What the task asks - Nothing should be left out: repeat all the data exactly.

Provided data -
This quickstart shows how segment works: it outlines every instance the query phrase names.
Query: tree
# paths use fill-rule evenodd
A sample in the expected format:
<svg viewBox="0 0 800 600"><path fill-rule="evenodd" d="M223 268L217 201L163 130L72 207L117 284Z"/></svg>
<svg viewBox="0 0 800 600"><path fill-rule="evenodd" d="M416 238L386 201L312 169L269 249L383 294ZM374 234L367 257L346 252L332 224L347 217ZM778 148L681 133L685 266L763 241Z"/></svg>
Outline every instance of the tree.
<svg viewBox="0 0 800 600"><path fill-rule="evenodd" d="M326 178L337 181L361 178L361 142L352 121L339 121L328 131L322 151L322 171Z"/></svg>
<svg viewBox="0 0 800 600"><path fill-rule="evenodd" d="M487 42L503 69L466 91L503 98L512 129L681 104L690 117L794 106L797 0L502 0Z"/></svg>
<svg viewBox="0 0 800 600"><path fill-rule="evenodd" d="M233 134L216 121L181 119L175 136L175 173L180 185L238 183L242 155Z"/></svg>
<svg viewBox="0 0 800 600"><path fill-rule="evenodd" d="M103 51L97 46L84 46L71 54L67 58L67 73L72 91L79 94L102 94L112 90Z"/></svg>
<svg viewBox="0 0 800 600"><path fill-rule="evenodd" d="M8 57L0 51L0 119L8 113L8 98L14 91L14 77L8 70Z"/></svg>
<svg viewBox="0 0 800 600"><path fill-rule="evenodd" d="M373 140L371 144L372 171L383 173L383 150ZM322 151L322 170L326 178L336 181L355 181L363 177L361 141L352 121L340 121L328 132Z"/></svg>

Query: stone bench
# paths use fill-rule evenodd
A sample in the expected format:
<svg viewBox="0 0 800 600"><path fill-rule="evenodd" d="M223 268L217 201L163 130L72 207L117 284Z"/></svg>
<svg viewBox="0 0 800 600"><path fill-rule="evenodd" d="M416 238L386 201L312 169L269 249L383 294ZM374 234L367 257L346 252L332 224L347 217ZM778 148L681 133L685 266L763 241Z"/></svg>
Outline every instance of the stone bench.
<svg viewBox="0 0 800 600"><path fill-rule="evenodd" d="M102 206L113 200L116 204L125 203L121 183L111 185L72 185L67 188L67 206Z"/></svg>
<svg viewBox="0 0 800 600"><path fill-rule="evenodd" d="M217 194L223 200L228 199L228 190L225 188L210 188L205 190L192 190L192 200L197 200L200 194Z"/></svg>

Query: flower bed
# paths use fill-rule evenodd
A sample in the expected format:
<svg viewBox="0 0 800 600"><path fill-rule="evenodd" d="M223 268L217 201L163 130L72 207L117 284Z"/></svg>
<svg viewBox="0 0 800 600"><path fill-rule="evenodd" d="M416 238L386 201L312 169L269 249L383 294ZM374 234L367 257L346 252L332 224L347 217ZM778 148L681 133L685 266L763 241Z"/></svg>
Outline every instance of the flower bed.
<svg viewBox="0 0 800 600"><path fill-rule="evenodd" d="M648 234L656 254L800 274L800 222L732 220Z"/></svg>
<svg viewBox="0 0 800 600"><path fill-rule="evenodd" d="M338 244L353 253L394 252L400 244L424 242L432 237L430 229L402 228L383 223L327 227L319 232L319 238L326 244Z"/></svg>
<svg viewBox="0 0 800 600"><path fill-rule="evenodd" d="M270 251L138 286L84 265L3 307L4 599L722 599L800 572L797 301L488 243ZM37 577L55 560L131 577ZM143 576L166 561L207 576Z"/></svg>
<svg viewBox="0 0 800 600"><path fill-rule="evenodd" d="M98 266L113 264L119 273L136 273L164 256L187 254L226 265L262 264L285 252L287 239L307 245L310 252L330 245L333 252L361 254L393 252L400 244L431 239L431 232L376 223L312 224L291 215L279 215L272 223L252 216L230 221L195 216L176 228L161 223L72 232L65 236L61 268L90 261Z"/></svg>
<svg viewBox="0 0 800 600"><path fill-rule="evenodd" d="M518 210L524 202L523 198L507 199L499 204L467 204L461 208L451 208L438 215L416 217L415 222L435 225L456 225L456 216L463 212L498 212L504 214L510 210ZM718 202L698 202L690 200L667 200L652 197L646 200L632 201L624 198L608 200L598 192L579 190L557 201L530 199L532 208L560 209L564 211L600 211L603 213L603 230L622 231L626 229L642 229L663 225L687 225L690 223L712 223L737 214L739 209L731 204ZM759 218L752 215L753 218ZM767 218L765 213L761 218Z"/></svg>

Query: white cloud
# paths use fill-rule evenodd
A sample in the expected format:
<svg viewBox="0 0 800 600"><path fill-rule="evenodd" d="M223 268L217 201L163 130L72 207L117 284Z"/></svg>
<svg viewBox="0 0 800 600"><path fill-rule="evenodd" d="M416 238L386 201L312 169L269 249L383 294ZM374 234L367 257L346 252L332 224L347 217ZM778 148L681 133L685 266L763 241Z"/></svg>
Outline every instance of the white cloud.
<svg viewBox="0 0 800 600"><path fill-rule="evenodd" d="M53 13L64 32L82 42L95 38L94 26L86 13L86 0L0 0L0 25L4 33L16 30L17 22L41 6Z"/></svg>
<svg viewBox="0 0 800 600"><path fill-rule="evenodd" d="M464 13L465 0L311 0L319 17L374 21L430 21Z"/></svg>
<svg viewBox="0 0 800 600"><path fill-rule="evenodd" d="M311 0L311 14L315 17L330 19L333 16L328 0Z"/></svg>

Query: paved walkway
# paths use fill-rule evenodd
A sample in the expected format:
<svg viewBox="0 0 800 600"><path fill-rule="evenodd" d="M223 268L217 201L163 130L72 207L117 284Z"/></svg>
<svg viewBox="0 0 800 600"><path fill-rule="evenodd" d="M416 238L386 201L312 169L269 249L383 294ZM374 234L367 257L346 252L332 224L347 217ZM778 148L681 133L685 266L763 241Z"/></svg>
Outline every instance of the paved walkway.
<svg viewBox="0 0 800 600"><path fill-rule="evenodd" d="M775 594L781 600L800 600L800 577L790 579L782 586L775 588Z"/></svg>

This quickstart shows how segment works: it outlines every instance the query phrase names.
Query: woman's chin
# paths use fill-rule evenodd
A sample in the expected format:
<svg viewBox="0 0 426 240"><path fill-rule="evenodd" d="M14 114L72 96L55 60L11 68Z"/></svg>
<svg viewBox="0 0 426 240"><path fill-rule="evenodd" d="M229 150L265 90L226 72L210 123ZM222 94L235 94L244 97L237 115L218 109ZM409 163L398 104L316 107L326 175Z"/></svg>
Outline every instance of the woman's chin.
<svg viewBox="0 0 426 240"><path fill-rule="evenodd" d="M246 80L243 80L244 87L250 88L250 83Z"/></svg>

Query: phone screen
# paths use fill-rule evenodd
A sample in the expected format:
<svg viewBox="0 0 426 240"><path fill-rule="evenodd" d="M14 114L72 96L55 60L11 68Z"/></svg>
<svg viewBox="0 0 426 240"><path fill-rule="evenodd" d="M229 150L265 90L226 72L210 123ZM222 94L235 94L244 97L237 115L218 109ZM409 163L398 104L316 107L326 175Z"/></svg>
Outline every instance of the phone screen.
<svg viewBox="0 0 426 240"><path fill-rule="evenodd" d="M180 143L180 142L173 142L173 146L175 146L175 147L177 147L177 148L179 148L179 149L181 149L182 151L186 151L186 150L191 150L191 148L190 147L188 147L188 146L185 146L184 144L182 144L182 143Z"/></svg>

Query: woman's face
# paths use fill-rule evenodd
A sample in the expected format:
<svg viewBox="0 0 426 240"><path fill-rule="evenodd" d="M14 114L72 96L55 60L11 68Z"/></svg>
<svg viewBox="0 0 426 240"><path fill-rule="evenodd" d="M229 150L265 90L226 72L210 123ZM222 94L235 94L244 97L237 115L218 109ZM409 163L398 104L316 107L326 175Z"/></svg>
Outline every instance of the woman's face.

Solved exercise -
This quickstart shows how segment works: it outlines every instance the query phrase names.
Query: tree
# paths use fill-rule evenodd
A sample in the expected format:
<svg viewBox="0 0 800 600"><path fill-rule="evenodd" d="M223 268L217 201L163 130L72 207L117 284Z"/></svg>
<svg viewBox="0 0 800 600"><path fill-rule="evenodd" d="M416 238L386 201L312 169L269 249L383 294ZM374 234L367 257L346 252L332 224L347 217ZM778 148L681 133L685 266L763 241Z"/></svg>
Outline every instance of the tree.
<svg viewBox="0 0 800 600"><path fill-rule="evenodd" d="M326 178L337 181L361 178L361 142L352 121L339 121L328 131L322 151L322 171Z"/></svg>
<svg viewBox="0 0 800 600"><path fill-rule="evenodd" d="M487 42L503 69L466 91L503 98L512 129L681 104L690 117L794 106L797 0L502 0Z"/></svg>
<svg viewBox="0 0 800 600"><path fill-rule="evenodd" d="M233 134L216 121L181 119L175 136L175 173L180 185L238 183L242 155Z"/></svg>
<svg viewBox="0 0 800 600"><path fill-rule="evenodd" d="M103 51L97 46L84 46L71 54L67 58L67 73L72 91L79 94L102 94L112 90Z"/></svg>
<svg viewBox="0 0 800 600"><path fill-rule="evenodd" d="M8 57L0 51L0 119L8 113L8 98L14 91L14 77L8 70Z"/></svg>
<svg viewBox="0 0 800 600"><path fill-rule="evenodd" d="M373 140L371 144L372 171L383 173L383 150ZM322 151L322 170L326 178L336 181L355 181L363 177L361 141L352 121L340 121L328 132Z"/></svg>

Query: stone bench
# paths use fill-rule evenodd
A sample in the expected format:
<svg viewBox="0 0 800 600"><path fill-rule="evenodd" d="M223 268L217 201L163 130L72 207L117 284Z"/></svg>
<svg viewBox="0 0 800 600"><path fill-rule="evenodd" d="M416 238L386 201L312 169L269 249L383 294ZM374 234L367 257L346 252L332 224L347 217ZM778 148L681 133L685 266L763 241Z"/></svg>
Outline every instance of the stone bench.
<svg viewBox="0 0 800 600"><path fill-rule="evenodd" d="M102 206L113 200L116 204L125 203L121 183L111 185L72 185L67 188L67 206Z"/></svg>
<svg viewBox="0 0 800 600"><path fill-rule="evenodd" d="M217 194L223 200L228 199L228 190L225 188L210 188L205 190L192 190L192 200L197 200L200 194Z"/></svg>

Query: flower bed
# paths use fill-rule evenodd
A sample in the expected format:
<svg viewBox="0 0 800 600"><path fill-rule="evenodd" d="M223 268L217 201L163 130L72 207L117 284Z"/></svg>
<svg viewBox="0 0 800 600"><path fill-rule="evenodd" d="M416 238L386 201L312 169L269 249L383 294ZM374 234L367 257L346 252L332 224L347 217ZM778 148L681 133L685 266L763 241Z"/></svg>
Outline every instance of the flower bed.
<svg viewBox="0 0 800 600"><path fill-rule="evenodd" d="M648 234L656 254L800 274L800 222L732 220Z"/></svg>
<svg viewBox="0 0 800 600"><path fill-rule="evenodd" d="M338 244L353 253L394 252L400 244L424 242L432 237L430 229L402 228L383 223L327 227L319 232L319 238L326 244Z"/></svg>
<svg viewBox="0 0 800 600"><path fill-rule="evenodd" d="M270 251L138 286L84 265L3 307L4 599L722 599L800 572L797 301L488 243ZM37 577L55 560L131 577ZM143 576L166 561L207 576Z"/></svg>
<svg viewBox="0 0 800 600"><path fill-rule="evenodd" d="M98 266L113 264L119 273L136 273L164 256L187 254L226 265L262 264L285 252L287 239L307 245L310 252L330 245L333 252L361 254L393 252L400 244L431 239L431 232L376 223L312 224L291 215L279 215L272 223L252 216L230 221L195 216L176 228L161 223L72 232L65 236L61 268L90 261Z"/></svg>
<svg viewBox="0 0 800 600"><path fill-rule="evenodd" d="M518 210L524 202L523 198L507 199L499 204L467 204L461 208L451 208L438 215L416 217L415 222L435 225L456 225L456 216L463 212L498 212L504 214L510 210ZM718 202L698 202L690 200L667 200L652 197L646 200L632 201L624 198L608 200L598 192L579 190L557 201L530 199L532 208L560 209L564 211L600 211L603 213L603 230L622 231L626 229L642 229L663 225L687 225L690 223L712 223L737 214L739 209L731 204ZM759 218L752 215L753 218ZM767 218L765 213L761 218Z"/></svg>

Query: white cloud
# paths use fill-rule evenodd
A sample in the expected format:
<svg viewBox="0 0 800 600"><path fill-rule="evenodd" d="M223 268L217 201L163 130L72 207L117 284Z"/></svg>
<svg viewBox="0 0 800 600"><path fill-rule="evenodd" d="M416 238L386 201L312 169L269 249L383 294ZM374 234L367 257L346 252L332 224L347 217ZM778 148L681 133L685 266L763 241Z"/></svg>
Outline every instance of the white cloud.
<svg viewBox="0 0 800 600"><path fill-rule="evenodd" d="M53 13L64 32L82 42L95 38L94 26L86 13L86 0L0 0L0 25L4 33L16 30L17 22L41 6Z"/></svg>
<svg viewBox="0 0 800 600"><path fill-rule="evenodd" d="M464 13L465 0L311 0L319 17L374 21L430 21Z"/></svg>
<svg viewBox="0 0 800 600"><path fill-rule="evenodd" d="M311 0L311 14L315 17L330 19L333 16L328 0Z"/></svg>

Query: paved walkway
# paths use fill-rule evenodd
A sample in the expected format:
<svg viewBox="0 0 800 600"><path fill-rule="evenodd" d="M223 268L217 201L163 130L72 207L117 284Z"/></svg>
<svg viewBox="0 0 800 600"><path fill-rule="evenodd" d="M416 238L386 201L312 169L269 249L383 294ZM374 234L367 257L346 252L332 224L347 217ZM778 148L681 133L685 266L763 241Z"/></svg>
Outline every instance of the paved walkway.
<svg viewBox="0 0 800 600"><path fill-rule="evenodd" d="M775 594L781 600L800 600L800 577L790 579L782 586L775 588Z"/></svg>

This quickstart shows how segment works: it outlines every instance the query phrase names.
Query: woman's chin
# paths use fill-rule evenodd
A sample in the expected format:
<svg viewBox="0 0 426 240"><path fill-rule="evenodd" d="M14 114L72 96L55 60L11 68Z"/></svg>
<svg viewBox="0 0 426 240"><path fill-rule="evenodd" d="M229 150L265 90L226 72L210 123ZM222 94L235 94L244 97L237 115L218 109ZM409 163L398 104L316 107L326 175Z"/></svg>
Outline every instance of the woman's chin.
<svg viewBox="0 0 426 240"><path fill-rule="evenodd" d="M246 80L243 80L244 87L250 88L250 83Z"/></svg>

Query: phone screen
# paths use fill-rule evenodd
A sample in the expected format:
<svg viewBox="0 0 426 240"><path fill-rule="evenodd" d="M14 114L72 96L55 60L11 68Z"/></svg>
<svg viewBox="0 0 426 240"><path fill-rule="evenodd" d="M229 150L265 90L226 72L210 123ZM222 94L235 94L244 97L237 115L218 109ZM409 163L398 104L316 107L326 175Z"/></svg>
Outline every instance of the phone screen.
<svg viewBox="0 0 426 240"><path fill-rule="evenodd" d="M180 143L180 142L173 142L173 146L175 146L175 147L177 147L177 148L179 148L179 149L181 149L182 151L186 151L186 150L191 150L191 148L190 147L188 147L188 146L185 146L184 144L182 144L182 143Z"/></svg>

Query: woman's face
# paths use fill-rule evenodd
A sample in the expected format:
<svg viewBox="0 0 426 240"><path fill-rule="evenodd" d="M14 114L72 96L55 60L11 68Z"/></svg>
<svg viewBox="0 0 426 240"><path fill-rule="evenodd" d="M229 150L265 90L226 72L210 123ZM222 94L235 94L244 97L237 115L218 109ZM409 163L398 104L316 107L326 175Z"/></svg>
Outline every instance of the woman's face.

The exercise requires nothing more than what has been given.